Instructions to follow ::
Could you give the material's lines as a Markdown table with the columns Row and Line, starting at the line containing "</instance>" and ending at the line containing "86L226 92L286 90L289", both included? Number each line, and leave out any blank lines.

Data under study ::
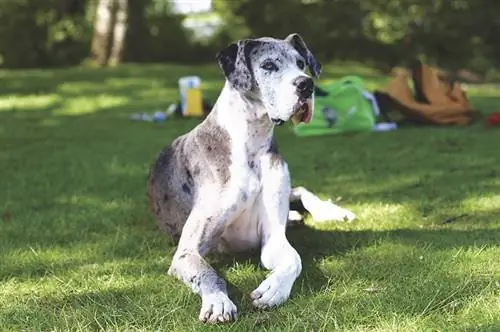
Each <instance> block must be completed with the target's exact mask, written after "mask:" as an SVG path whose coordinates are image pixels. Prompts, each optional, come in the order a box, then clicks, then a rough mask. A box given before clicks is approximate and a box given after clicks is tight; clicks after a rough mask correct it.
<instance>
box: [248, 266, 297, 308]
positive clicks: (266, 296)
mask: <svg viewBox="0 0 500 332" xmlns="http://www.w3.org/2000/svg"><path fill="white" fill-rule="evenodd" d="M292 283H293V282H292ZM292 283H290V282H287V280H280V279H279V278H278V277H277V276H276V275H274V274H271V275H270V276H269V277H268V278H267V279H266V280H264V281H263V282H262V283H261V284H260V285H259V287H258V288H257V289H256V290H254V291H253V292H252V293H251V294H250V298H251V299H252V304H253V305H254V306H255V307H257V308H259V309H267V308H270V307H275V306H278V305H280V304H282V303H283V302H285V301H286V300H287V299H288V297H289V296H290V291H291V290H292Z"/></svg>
* * *
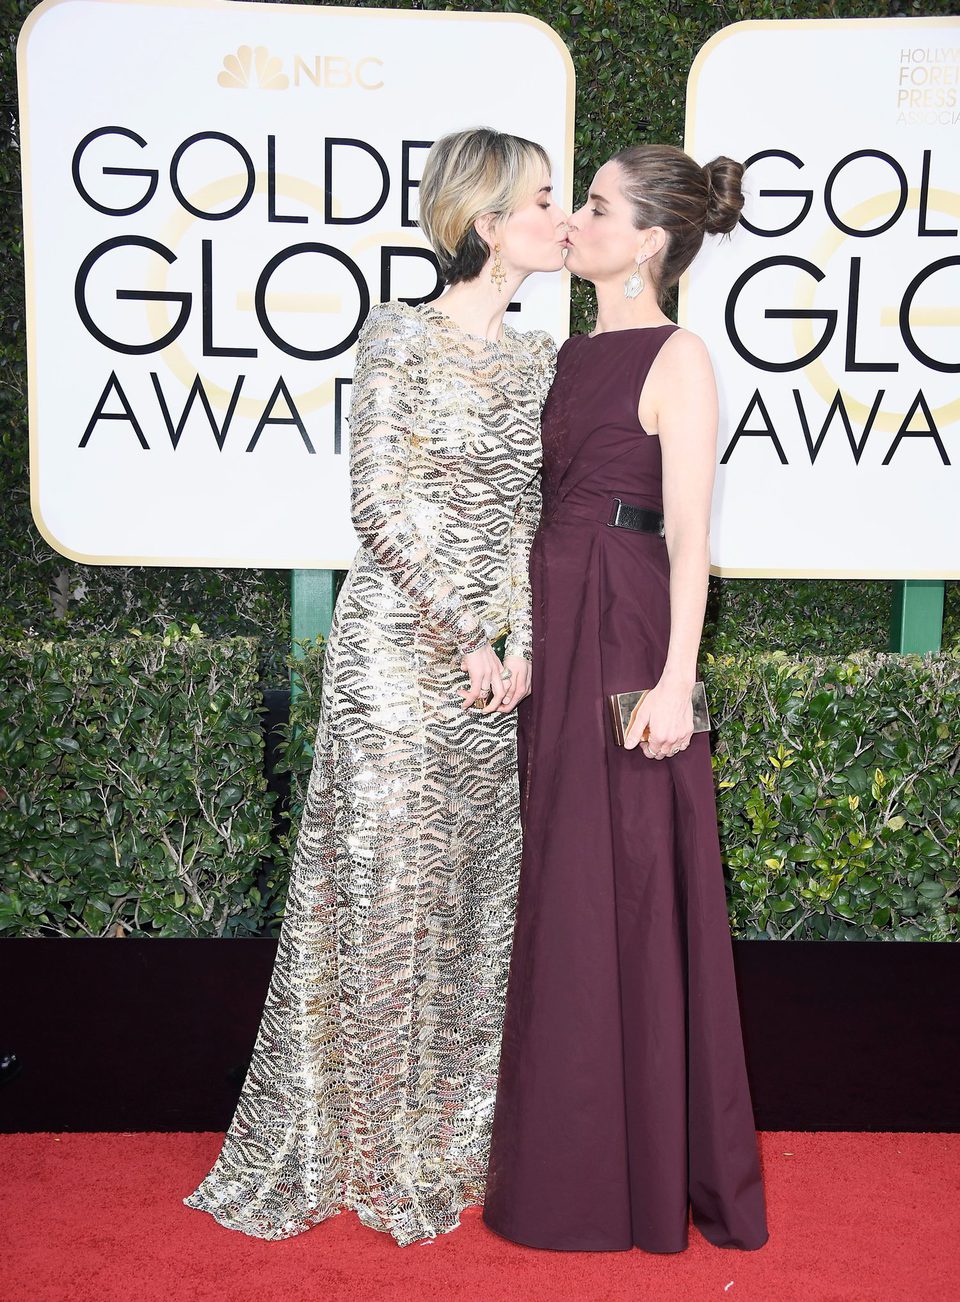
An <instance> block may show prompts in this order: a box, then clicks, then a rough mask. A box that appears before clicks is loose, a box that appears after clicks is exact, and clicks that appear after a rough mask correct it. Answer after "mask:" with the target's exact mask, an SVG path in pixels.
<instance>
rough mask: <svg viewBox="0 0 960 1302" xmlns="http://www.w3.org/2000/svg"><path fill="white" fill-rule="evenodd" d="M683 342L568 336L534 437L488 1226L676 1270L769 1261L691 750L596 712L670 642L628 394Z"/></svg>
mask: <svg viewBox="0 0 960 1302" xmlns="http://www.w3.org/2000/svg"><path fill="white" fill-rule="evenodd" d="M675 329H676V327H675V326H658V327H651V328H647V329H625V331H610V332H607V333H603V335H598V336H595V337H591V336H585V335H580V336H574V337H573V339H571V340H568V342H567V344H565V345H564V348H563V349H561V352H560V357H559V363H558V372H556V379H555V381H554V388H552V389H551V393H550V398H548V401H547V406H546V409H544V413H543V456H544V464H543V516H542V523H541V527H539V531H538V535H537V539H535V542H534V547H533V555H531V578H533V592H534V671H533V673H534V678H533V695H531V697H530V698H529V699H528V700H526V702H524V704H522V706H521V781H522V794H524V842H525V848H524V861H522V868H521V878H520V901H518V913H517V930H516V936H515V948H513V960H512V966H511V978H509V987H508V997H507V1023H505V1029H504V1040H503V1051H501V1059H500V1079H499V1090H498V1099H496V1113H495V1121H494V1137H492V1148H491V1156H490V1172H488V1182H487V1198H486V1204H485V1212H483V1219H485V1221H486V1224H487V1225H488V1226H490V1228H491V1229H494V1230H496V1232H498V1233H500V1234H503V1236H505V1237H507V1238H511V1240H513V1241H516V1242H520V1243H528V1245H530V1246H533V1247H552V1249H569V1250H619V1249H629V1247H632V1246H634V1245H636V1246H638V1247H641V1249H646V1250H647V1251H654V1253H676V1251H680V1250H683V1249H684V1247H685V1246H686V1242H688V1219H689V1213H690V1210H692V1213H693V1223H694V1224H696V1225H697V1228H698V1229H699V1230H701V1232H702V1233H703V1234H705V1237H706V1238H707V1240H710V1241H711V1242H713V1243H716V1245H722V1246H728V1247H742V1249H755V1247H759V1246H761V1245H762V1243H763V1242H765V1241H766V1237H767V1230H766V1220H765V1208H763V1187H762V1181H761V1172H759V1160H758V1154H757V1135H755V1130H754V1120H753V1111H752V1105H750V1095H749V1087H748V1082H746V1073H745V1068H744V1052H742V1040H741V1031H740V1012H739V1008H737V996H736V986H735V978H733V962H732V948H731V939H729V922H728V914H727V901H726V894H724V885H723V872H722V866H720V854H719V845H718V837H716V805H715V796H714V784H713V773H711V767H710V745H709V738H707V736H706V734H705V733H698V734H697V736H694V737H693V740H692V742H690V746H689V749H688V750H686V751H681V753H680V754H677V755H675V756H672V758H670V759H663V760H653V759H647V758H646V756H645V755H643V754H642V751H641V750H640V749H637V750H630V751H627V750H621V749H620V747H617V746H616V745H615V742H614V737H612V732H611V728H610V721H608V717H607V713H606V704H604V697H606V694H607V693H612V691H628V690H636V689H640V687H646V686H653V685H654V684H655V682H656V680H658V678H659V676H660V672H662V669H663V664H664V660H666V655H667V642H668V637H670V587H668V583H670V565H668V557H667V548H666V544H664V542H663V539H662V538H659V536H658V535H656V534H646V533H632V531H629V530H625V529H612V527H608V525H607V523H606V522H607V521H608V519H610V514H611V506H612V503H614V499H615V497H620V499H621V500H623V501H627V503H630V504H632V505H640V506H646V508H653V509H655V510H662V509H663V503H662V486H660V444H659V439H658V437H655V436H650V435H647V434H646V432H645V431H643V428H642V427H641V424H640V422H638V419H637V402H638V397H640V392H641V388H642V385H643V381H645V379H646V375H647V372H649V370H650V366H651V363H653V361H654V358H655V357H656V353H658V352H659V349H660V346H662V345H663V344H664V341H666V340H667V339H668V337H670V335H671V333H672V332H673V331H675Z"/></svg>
* * *
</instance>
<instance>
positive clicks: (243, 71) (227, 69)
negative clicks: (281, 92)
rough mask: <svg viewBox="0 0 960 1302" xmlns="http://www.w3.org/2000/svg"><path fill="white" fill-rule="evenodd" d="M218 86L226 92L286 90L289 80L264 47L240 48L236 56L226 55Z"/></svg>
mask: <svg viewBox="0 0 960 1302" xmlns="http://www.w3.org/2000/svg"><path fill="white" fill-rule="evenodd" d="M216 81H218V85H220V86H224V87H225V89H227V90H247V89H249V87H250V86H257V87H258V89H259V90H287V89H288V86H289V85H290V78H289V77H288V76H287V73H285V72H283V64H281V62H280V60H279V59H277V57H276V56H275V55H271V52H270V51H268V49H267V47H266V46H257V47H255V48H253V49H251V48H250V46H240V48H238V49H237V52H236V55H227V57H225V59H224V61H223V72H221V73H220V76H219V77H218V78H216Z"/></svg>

Response to the exercise ::
| Row | Line |
|---|---|
| 1 | </instance> |
| 2 | <instance> |
| 3 | positive clicks: (243, 71) (227, 69) |
| 4 | negative clicks: (281, 92) |
| 5 | rough mask: <svg viewBox="0 0 960 1302" xmlns="http://www.w3.org/2000/svg"><path fill="white" fill-rule="evenodd" d="M218 86L226 92L286 90L289 80L264 47L240 48L236 56L226 55Z"/></svg> |